**Material shown**.

● ● ● ● ●

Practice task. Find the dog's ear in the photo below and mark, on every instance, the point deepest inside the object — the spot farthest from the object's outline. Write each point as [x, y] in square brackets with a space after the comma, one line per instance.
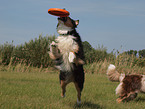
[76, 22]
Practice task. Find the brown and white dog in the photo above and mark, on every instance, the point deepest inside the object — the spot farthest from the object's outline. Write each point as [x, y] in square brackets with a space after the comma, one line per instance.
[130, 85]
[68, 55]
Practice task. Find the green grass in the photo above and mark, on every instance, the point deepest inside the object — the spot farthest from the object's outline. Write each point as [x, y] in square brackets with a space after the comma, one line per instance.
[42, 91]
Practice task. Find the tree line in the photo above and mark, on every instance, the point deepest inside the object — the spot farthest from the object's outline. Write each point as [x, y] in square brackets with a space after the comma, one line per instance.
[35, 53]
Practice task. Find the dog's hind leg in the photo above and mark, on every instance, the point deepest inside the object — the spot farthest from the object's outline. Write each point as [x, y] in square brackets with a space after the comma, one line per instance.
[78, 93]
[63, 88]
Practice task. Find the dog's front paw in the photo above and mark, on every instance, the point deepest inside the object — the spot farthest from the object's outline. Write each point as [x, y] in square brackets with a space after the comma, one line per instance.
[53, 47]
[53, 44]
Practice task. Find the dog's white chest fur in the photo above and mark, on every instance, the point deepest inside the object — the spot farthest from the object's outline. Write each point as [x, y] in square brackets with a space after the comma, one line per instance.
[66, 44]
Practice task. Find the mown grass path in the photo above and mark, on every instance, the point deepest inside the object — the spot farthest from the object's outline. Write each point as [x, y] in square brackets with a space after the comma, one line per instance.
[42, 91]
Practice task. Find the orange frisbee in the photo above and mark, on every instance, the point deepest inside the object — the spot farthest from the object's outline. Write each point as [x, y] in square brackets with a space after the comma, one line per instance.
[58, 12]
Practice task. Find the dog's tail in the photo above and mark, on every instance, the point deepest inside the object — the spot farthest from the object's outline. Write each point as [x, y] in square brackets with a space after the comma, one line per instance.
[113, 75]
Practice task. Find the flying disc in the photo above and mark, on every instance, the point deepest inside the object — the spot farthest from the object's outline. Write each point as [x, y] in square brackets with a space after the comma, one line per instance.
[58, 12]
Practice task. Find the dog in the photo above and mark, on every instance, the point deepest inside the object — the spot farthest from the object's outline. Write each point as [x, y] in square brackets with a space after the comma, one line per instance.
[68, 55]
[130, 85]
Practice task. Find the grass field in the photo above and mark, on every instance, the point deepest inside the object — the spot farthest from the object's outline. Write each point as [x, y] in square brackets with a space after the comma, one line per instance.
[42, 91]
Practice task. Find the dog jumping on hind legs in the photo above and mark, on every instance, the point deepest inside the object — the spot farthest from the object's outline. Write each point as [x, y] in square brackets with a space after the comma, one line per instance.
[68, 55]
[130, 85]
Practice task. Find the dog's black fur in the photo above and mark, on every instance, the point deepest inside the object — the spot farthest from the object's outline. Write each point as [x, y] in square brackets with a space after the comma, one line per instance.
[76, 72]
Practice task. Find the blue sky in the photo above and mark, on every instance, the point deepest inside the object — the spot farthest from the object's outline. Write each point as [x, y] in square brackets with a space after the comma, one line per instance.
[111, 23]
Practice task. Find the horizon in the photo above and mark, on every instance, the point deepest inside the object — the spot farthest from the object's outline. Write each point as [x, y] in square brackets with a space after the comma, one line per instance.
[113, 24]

● ● ● ● ●

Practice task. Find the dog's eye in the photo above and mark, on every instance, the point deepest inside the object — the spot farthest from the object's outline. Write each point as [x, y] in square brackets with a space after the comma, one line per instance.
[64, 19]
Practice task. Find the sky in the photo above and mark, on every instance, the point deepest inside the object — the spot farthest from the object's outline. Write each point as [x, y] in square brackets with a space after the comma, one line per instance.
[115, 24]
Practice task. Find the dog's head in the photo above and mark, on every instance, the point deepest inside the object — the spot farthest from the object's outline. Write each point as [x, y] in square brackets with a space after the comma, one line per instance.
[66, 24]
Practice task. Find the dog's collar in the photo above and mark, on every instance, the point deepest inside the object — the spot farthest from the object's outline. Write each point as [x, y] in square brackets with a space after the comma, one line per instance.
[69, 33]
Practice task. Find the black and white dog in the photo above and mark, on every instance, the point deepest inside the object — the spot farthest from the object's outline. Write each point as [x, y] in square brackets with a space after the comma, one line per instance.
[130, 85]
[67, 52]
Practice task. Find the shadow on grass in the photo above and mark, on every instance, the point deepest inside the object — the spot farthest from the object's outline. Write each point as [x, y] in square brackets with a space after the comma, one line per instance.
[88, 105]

● ● ● ● ●

**Exercise prompt**. Return each line of the material above that contains the string "horizon". Case counts.

**Written reply**.
Practice task. Find the horizon in the photo above and mark, on every instance, the point deepest inside the object — the spot farthest from the object's outline. Write each point as [x, y] in square brackets with a space after the comma, one line per instance.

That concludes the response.